+++ Data for this exercise +++

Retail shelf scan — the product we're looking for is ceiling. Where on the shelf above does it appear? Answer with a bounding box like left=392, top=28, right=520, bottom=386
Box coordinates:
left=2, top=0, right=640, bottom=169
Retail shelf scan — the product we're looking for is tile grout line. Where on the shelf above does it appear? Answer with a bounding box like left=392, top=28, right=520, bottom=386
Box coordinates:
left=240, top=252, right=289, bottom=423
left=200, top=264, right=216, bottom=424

+++

**Exercise instructions**
Write out, as a numbered list, every line from the one containing "Retail shelf scan — the product we're looking for is tile" through the last line above, including both ends, and skip any blank lines.

**The response**
1. Retail shelf scan — the product we're looking for is tile grout line. Where on the shelf above does it appear? Answer with a bounding box like left=392, top=28, right=520, bottom=386
2. Box coordinates:
3. left=240, top=252, right=289, bottom=423
4. left=200, top=264, right=216, bottom=424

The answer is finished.